What to work on
Copy word for word the part of the data below that opens with the line containing "Could you kindly indicate each instance of the wrist" and closes with the line containing "<point>366,44</point>", including both of those lines. Reproduce only that part.

────────────────────

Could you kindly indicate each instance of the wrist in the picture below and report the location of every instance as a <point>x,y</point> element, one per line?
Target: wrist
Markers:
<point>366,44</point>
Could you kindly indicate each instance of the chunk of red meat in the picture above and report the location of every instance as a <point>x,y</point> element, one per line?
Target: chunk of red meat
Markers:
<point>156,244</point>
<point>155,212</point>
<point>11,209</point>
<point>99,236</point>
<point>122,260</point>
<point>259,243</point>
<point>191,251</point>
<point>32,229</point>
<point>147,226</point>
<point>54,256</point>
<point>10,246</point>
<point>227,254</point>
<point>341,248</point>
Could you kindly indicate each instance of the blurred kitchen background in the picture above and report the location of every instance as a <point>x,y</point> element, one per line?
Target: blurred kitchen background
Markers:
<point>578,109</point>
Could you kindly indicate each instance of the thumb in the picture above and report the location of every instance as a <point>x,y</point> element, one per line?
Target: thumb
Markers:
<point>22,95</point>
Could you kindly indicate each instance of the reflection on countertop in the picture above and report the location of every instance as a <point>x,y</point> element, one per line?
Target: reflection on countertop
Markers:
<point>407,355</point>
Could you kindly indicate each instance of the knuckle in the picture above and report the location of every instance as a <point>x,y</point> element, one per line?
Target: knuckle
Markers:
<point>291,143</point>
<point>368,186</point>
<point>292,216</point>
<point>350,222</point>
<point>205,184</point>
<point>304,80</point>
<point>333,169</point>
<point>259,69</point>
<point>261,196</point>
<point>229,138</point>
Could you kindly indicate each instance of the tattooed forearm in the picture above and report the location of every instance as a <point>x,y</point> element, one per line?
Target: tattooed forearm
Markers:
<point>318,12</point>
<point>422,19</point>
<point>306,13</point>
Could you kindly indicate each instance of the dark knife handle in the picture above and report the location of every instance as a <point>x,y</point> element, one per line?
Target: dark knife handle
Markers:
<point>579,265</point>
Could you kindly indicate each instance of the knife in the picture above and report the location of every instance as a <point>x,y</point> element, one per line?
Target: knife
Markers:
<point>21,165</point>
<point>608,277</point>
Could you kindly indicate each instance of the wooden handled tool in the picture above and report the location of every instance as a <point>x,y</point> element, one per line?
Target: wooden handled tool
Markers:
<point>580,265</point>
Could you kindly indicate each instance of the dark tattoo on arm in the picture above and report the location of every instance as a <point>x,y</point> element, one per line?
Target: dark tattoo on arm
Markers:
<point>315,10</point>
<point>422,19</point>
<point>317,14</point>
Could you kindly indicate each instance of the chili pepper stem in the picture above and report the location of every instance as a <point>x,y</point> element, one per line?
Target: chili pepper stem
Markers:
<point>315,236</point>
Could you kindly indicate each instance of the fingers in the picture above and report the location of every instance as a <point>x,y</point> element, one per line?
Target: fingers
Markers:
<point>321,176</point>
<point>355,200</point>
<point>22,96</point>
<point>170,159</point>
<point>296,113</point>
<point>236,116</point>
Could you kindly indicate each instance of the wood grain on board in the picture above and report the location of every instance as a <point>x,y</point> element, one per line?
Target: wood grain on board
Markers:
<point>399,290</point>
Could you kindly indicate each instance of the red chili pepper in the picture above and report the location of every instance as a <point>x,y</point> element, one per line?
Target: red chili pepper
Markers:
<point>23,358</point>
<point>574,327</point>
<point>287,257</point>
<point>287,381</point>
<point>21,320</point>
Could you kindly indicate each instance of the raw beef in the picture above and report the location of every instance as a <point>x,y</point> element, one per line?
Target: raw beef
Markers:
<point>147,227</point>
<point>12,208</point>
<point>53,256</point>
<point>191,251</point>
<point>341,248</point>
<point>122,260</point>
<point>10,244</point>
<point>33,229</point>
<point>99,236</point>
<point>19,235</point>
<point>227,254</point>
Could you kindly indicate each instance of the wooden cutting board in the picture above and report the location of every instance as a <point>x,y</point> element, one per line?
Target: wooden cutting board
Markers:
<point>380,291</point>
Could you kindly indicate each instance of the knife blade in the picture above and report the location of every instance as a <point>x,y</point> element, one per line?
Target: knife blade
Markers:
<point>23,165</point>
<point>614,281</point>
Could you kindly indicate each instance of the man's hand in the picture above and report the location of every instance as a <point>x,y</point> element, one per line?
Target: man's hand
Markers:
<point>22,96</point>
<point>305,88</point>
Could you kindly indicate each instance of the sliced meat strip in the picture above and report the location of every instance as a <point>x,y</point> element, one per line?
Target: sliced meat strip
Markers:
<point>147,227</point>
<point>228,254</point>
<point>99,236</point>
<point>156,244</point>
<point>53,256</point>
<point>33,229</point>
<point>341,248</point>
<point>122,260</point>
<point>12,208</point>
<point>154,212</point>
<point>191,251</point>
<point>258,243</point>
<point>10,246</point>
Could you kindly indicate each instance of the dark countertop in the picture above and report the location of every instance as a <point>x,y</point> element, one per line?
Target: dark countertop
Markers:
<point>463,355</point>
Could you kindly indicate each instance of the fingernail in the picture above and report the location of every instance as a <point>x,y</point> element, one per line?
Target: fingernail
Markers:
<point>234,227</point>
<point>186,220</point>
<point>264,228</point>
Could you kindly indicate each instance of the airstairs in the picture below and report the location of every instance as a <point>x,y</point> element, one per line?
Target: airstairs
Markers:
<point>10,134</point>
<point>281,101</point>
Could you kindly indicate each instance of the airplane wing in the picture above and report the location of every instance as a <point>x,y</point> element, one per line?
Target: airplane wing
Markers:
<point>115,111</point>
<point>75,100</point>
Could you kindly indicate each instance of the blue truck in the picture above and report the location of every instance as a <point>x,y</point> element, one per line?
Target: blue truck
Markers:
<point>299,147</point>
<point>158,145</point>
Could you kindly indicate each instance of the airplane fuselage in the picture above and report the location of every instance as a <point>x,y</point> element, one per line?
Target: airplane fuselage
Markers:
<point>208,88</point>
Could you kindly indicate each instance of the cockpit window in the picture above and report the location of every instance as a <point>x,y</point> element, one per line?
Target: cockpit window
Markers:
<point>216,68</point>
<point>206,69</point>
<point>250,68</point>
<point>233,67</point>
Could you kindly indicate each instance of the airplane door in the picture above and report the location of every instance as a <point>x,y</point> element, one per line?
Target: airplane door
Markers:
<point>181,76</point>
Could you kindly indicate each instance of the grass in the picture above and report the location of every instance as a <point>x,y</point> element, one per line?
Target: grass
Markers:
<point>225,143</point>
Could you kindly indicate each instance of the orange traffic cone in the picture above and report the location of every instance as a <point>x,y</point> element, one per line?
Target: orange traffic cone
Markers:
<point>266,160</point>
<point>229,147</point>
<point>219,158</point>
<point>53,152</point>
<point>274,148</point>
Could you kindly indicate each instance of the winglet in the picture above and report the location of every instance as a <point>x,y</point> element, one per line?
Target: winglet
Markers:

────────────────────

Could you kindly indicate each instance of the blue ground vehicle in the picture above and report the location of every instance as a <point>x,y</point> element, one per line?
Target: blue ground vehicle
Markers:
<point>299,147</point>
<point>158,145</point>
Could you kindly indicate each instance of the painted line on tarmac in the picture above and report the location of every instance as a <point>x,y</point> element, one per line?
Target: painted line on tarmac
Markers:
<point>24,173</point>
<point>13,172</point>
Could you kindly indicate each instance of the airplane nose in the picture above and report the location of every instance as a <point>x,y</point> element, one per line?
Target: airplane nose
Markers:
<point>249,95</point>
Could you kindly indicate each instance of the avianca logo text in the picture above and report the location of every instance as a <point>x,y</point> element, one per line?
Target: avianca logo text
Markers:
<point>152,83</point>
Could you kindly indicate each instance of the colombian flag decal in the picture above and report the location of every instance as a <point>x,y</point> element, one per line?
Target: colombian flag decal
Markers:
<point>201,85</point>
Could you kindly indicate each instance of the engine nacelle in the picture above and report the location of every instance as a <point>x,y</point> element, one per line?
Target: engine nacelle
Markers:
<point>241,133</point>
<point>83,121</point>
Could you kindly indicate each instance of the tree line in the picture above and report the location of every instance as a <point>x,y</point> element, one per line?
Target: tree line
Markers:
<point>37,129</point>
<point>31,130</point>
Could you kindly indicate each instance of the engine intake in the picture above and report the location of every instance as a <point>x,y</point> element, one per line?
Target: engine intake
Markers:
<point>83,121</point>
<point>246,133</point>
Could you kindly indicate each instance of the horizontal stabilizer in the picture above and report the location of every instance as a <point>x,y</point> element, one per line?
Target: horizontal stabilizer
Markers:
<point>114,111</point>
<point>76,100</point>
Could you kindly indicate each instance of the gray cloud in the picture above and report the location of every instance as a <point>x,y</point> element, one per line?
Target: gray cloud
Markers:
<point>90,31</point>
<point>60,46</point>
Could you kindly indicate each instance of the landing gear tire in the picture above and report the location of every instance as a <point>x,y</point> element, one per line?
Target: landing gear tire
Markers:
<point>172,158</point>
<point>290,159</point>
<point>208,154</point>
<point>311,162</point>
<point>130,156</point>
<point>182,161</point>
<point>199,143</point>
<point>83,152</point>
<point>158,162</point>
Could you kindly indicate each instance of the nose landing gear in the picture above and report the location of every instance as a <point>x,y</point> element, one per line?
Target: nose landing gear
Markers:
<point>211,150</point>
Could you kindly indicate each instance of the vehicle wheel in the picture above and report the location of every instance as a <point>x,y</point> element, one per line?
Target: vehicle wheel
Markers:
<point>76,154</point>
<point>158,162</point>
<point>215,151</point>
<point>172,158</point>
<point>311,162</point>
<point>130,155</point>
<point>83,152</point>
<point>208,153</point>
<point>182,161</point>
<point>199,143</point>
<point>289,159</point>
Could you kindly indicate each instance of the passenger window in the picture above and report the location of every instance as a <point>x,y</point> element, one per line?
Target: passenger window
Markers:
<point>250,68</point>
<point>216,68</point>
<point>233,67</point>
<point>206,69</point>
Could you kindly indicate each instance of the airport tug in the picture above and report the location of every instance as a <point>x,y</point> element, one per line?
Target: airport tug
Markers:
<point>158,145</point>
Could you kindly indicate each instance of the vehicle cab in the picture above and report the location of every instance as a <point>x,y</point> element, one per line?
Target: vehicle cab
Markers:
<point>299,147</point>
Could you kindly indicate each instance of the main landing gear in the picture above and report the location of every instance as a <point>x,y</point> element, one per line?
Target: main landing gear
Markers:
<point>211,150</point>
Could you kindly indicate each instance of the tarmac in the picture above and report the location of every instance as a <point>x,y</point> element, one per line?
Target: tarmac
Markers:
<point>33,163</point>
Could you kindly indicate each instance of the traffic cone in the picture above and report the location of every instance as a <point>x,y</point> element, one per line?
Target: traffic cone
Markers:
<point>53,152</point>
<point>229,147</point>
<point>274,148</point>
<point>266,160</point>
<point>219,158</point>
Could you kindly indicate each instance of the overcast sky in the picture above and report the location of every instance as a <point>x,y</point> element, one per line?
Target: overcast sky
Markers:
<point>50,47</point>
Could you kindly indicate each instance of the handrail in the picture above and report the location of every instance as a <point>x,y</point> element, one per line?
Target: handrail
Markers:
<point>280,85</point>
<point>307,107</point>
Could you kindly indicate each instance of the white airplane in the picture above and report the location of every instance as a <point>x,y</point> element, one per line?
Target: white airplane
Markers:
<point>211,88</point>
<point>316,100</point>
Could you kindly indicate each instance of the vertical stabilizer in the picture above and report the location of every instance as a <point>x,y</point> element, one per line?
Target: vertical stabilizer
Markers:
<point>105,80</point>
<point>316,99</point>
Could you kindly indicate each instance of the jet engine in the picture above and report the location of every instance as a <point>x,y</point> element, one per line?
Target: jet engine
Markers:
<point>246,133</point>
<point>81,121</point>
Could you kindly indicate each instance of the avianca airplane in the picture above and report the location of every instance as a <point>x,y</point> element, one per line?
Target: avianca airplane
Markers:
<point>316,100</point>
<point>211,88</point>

────────────────────

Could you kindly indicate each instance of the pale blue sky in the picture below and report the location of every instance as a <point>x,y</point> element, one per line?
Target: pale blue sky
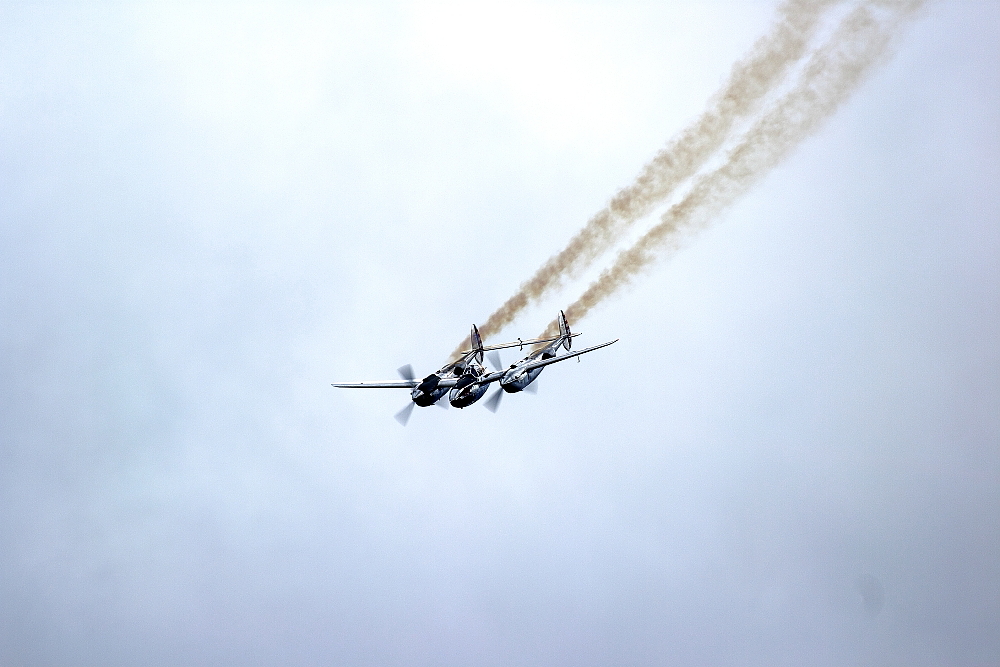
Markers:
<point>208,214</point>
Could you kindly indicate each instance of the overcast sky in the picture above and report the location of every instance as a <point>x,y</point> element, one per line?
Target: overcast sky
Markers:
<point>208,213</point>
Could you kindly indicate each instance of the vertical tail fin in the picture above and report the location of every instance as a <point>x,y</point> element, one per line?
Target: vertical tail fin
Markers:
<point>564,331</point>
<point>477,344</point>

────────────────────

Answer for the task
Could you kindly indicate each instance of the wrist in the picture below and report the location of every instance as a <point>x,y</point> element, one per line?
Target: wrist
Markers:
<point>366,44</point>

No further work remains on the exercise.